AIM OF THE EXERCISE: Please copy the forum thread from "No worries. Everything" up to and including "car in half.", changing "lawyer" to "attorney".

=== QUOTED PASSAGE ===

I was with her for 8 years...getting her to spend 100 dollars while out shopping was MISERY...she just WOULDN'T spend money...which is a good trait to have, being conservative and saving money....but she did a 180, and is now spending it like it's going out of style


----------



## that_girl (Jul 6, 2011)

If it's your house...move back in and change the locks and give her a nice pile of what you've discovered about her cheating.

give her an hour to pack up and get out and then buhbye!

This totally sucks. You did nothing wrong, though. She's the bad guy here.


----------



## CSeryllum (Jan 23, 2012)

Nice to hear people tell me that i'm *not* the bad guy...she keeps villainizing me, and everytime we talk about it, the story twists and becomes worse and worse...like she's just trying to really convince herself that i'm the bad guy, to help her feel justified.

I would have moved back in...sadly though, without her I can't afford to keep that home...she can (i'm not ashamed to say she makes more money)....so she stayed because she could pay for it =/


----------



## warlock07 (Oct 28, 2011)

stay strong


----------



## Catherine602 (Oct 14, 2010)

No worries. Everything she buys is 1/2 yours. Don't tell her that. 

It is your home - dose not make any difference what you can afford without her salary. Changing the locks was illegal. I hope you are not still paying the mortgage or expenses. 

Go see a lawyer ASAP. Did you get copies of the recites for the expenditures? That is part of the marital assets that she is spending and she will have to make up for it. 

Actually, you are in a very strong position. I know you still love her but she is ignorant. She thinks she will not have to split the marital assets if she spends down. 

Don't let her know that she is dead wrong. She will have to give you the cash equivalent of 1/2 of the car or split the car in half.

Get more definite proof of the affair. Hiring a PI is worth it, you make it up in the settlement. When you get proof disclose to the OMW. 

Watch your back, you should never have left your house. In one yr tops you will be so glad you got rid of her. Hang in there and protect yourself from now on.


----------



## CSeryllum (Jan 23, 2012)

Thanks for the kind words...Today was BAD...

She went from elusive, to aggressive in the worst way.

I confronted her...and someone else she speaks to about the ordeal. Apparently she is "terrified of me" and hasn't been flying out of town (though the search results are all matching the dates she has been unavailable)

she has been staying with a friend, and is absolutely terrified of me? i've NEVER yelled at her in the 8 years we were together...never raised a hand, barely even raised my voice! WHY would she be terrified of me? what's the logic in this?

I told her about what I found in our house, she flipped about me getting in even after she changed the locks...she had no right to do that anyway. and entering my own home, no matter how i did it...is legal.

=== ENTRIES ===

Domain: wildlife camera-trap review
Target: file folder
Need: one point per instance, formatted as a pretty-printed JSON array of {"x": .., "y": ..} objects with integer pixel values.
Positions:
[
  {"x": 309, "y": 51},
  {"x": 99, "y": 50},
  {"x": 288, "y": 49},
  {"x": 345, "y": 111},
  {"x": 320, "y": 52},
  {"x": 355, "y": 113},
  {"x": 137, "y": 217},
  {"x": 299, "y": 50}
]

===

RESULT FOR THIS EXERCISE:
No worries. Everything she buys is 1/2 yours. Don't tell her that. 

It is your home - dose not make any difference what you can afford without her salary. Changing the locks was illegal. I hope you are not still paying the mortgage or expenses. 

Go see a attorney ASAP. Did you get copies of the recites for the expenditures? That is part of the marital assets that she is spending and she will have to make up for it. 

Actually, you are in a very strong position. I know you still love her but she is ignorant. She thinks she will not have to split the marital assets if she spends down. 

Don't let her know that she is dead wrong. She will have to give you the cash equivalent of 1/2 of the car or split the car in half.